• _THE EXERCISE_
Reproduce every line of the entries below unchanged, with the same wording, punctuation, and line breaks.

═══

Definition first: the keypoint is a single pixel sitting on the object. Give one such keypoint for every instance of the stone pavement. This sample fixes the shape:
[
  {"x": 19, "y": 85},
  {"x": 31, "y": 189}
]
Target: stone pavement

═══

• _THE REPLY_
Definition first: the keypoint is a single pixel sitting on the object. Give one such keypoint for every instance of the stone pavement. This sample fixes the shape:
[
  {"x": 19, "y": 85},
  {"x": 31, "y": 189}
]
Target: stone pavement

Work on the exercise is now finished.